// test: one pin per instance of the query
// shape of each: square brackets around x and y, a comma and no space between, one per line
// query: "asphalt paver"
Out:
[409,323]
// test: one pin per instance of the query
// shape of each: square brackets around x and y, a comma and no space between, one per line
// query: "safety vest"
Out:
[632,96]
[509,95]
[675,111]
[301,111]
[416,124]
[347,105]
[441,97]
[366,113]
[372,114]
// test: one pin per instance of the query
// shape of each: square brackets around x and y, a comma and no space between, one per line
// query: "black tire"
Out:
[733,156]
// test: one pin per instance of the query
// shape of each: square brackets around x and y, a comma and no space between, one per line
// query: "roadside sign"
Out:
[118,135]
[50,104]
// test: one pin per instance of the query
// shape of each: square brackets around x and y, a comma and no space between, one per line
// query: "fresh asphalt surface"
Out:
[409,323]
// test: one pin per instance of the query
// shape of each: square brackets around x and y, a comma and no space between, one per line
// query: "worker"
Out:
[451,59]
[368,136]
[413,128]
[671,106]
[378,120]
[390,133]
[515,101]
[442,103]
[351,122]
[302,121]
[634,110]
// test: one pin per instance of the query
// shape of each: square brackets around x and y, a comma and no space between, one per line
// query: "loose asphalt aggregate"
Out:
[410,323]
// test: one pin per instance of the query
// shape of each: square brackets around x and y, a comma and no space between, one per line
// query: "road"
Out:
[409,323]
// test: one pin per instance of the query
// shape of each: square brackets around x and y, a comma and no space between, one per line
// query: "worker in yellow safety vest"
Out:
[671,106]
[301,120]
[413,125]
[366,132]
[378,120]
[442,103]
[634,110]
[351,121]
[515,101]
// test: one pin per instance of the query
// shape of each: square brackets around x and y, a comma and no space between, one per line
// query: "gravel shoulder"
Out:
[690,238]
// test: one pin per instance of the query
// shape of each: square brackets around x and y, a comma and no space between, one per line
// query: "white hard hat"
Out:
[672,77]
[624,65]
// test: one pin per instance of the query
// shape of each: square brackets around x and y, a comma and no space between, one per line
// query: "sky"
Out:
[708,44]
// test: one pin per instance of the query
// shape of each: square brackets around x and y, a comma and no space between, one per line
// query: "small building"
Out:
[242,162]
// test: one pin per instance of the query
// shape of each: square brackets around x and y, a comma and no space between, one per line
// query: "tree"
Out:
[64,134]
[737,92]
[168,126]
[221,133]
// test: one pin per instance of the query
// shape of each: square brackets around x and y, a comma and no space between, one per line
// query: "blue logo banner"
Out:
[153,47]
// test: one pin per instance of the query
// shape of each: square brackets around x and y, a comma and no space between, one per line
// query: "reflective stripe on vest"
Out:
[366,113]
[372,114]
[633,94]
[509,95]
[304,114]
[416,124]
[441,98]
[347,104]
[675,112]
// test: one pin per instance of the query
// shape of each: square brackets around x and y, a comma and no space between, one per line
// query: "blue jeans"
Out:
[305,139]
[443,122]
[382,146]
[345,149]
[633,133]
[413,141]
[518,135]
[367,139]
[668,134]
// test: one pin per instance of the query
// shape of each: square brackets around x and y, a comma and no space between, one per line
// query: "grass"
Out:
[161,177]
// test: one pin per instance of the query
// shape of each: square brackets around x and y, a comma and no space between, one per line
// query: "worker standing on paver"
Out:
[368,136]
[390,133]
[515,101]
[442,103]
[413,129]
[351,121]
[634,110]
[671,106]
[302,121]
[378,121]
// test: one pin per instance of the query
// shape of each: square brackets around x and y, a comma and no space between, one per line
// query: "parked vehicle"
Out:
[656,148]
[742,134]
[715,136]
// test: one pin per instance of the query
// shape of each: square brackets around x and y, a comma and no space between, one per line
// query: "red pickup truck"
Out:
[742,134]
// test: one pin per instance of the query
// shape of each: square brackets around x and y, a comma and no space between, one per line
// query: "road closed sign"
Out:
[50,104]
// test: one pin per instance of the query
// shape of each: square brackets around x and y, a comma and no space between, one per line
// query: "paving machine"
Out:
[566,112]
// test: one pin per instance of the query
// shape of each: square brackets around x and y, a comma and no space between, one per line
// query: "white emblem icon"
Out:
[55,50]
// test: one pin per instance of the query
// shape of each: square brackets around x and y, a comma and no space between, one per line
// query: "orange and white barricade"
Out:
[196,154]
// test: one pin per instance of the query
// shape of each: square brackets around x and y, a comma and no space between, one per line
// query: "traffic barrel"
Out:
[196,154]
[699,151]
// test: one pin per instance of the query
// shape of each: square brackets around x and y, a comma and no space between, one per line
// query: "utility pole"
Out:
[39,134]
════════════════
• THE TASK: From the data, list each line in which the string "sign" appears.

• OUTPUT OF THE TASK:
// query: "roadside sign"
// query: "road closed sign"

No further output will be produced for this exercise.